Begin Given passage
Okay. So here’s your first chance to get a gift. Here’s the first quote … or the first quote of the gift-giving time. And it is:

“Everything has beauty, but not everyone sees it.”

Isn’t that good?

“Everything has beauty, but not everyone sees it.”

Here are the clues. This was said by a single-named Chinese teacher and philosopher …

[Congregant shouts, “Confucius!”] I didn’t even get my … I didn’t even get it finished! Good job; good job, Rev. Sandy! Alright; hold your hand up. Where’s an usher? Thank you! Delivered! Give her a hand; thank you, Rev. Sandy!

Here’s the fascinating thing. Even if we don’t see the beauty right away … And who knows? Maybe we won’t ever quite see the beauty in that particular situation. But if we are willing to see it — if we are willing to open our eyes — we expand who we are. We expand who we are as a God-being and we live a more expansive life. That is absolutely the way it works.

So here’s another quote. Second chance; here we go!

“It is not what you look at that matters; it’s what you see.”

[Congregant shouts, “Wayne Dyer!”] I love it, but not right. [Congregation laughs] But I love Wayne Dyer as an answer. Go for it! Yeah; just shout ’em out!

[Another congregant shouts, “Louise Hays!”] Louise … well, that’s good, too; not it, either. So let me give you a clue. I love these possible answers, though!

A philosopher and an author who also said, “Go confidently in the direction of your dreams. Live the life you have imagined.”

[Many congregants shout out] Yes! Thoreau!

And I heard two at exactly the same time, so we’ve got two. Because I think we have enough. Right here is one, usher; and where’s the other one, behind you. Right there. Good; yes! Give them a hand. Good; yes! Excellent!

I want to share an example with you of someone who profoundly was able to develop her symbolic sight.

Many of you know that I just recently got back from a month-long trip to Peru. And I went with beloved Cerise Patron, who is an incredible singer. I’m pointing; she sings right over there a lot. She’s not there at the moment, but she’s often there. And she runs trips to Peru.
End Given passage
Begin Extracted material
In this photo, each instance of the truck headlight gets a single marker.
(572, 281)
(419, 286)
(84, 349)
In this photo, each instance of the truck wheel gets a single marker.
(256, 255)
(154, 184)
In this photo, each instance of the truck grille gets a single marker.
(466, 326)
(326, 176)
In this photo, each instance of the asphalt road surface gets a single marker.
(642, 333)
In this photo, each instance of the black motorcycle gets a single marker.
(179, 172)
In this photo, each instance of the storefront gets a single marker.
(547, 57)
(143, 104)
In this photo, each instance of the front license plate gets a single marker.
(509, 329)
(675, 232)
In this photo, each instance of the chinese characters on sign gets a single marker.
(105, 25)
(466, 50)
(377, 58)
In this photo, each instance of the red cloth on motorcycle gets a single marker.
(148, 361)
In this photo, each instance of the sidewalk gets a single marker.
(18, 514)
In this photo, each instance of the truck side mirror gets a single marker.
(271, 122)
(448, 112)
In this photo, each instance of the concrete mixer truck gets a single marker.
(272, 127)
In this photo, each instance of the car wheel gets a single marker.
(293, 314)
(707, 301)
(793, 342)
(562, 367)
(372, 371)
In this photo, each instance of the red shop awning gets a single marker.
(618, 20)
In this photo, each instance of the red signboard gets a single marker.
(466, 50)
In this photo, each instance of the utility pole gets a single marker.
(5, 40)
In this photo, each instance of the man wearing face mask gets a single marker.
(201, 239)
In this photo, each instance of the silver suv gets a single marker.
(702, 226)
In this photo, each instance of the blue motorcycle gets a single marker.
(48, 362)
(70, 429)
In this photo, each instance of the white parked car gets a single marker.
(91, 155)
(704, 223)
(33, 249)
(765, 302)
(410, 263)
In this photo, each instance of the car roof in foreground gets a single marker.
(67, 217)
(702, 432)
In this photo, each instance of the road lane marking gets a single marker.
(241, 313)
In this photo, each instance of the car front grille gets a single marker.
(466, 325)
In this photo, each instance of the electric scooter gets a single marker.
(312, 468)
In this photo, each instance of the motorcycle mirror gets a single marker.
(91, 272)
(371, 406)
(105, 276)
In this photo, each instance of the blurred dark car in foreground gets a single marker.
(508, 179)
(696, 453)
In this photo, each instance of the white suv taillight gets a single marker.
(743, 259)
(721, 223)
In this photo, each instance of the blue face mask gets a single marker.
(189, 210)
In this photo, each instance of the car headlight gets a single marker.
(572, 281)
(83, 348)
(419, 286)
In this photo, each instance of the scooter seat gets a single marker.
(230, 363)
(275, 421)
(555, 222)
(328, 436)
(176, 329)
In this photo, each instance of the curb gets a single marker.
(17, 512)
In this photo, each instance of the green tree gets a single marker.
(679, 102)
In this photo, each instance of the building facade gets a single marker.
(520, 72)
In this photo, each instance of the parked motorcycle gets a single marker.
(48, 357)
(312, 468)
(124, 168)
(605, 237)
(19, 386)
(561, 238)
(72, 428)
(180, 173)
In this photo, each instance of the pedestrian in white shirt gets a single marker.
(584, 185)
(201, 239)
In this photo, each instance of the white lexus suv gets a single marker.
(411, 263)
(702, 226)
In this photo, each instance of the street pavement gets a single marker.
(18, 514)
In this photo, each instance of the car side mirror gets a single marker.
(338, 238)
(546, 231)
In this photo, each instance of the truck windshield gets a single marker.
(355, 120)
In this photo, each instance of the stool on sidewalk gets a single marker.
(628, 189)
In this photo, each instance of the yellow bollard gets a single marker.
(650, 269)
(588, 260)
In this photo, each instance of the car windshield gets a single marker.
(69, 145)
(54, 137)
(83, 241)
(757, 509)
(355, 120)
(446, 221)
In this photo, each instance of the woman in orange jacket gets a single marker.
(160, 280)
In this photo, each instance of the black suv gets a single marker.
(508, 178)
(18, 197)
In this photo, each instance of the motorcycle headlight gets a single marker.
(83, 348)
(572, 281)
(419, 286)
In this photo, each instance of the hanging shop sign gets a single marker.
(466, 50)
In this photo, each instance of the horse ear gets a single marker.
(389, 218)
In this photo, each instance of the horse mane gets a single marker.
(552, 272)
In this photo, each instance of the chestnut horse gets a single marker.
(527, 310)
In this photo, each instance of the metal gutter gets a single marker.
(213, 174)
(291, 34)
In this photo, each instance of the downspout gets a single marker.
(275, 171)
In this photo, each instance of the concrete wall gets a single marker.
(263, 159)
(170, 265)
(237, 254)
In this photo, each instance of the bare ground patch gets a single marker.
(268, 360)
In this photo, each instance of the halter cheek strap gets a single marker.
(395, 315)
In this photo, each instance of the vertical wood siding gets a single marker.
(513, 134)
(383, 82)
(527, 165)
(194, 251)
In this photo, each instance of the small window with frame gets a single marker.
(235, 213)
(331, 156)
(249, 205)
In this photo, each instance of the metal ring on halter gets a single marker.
End Extracted material
Written exercise 1. Quote the sermon passage in full, word for word.
Written exercise 2. Print the stretch of the records from the line containing "In this photo, each instance of the downspout" through the end of the records, unchanged.
The sermon passage and the records are unrelated to each other.

Reply 1.
Okay. So here’s your first chance to get a gift. Here’s the first quote … or the first quote of the gift-giving time. And it is:

“Everything has beauty, but not everyone sees it.”

Isn’t that good?

“Everything has beauty, but not everyone sees it.”

Here are the clues. This was said by a single-named Chinese teacher and philosopher …

[Congregant shouts, “Confucius!”] I didn’t even get my … I didn’t even get it finished! Good job; good job, Rev. Sandy! Alright; hold your hand up. Where’s an usher? Thank you! Delivered! Give her a hand; thank you, Rev. Sandy!

Here’s the fascinating thing. Even if we don’t see the beauty right away … And who knows? Maybe we won’t ever quite see the beauty in that particular situation. But if we are willing to see it — if we are willing to open our eyes — we expand who we are. We expand who we are as a God-being and we live a more expansive life. That is absolutely the way it works.

So here’s another quote. Second chance; here we go!

“It is not what you look at that matters; it’s what you see.”

[Congregant shouts, “Wayne Dyer!”] I love it, but not right. [Congregation laughs] But I love Wayne Dyer as an answer. Go for it! Yeah; just shout ’em out!

[Another congregant shouts, “Louise Hays!”] Louise … well, that’s good, too; not it, either. So let me give you a clue. I love these possible answers, though!

A philosopher and an author who also said, “Go confidently in the direction of your dreams. Live the life you have imagined.”

[Many congregants shout out] Yes! Thoreau!

And I heard two at exactly the same time, so we’ve got two. Because I think we have enough. Right here is one, usher; and where’s the other one, behind you. Right there. Good; yes! Give them a hand. Good; yes! Excellent!

I want to share an example with you of someone who profoundly was able to develop her symbolic sight.

Many of you know that I just recently got back from a month-long trip to Peru. And I went with beloved Cerise Patron, who is an incredible singer. I’m pointing; she sings right over there a lot. She’s not there at the moment, but she’s often there. And she runs trips to Peru.

Reply 2.
In this photo, each instance of the downspout gets a single marker.
(275, 171)
In this photo, each instance of the concrete wall gets a single marker.
(263, 159)
(170, 265)
(237, 254)
In this photo, each instance of the bare ground patch gets a single marker.
(268, 360)
In this photo, each instance of the halter cheek strap gets a single marker.
(395, 315)
In this photo, each instance of the vertical wood siding gets a single marker.
(513, 134)
(383, 82)
(527, 165)
(194, 251)
In this photo, each instance of the small window with frame gets a single marker.
(235, 213)
(331, 156)
(249, 205)
In this photo, each instance of the metal ring on halter gets a single marker.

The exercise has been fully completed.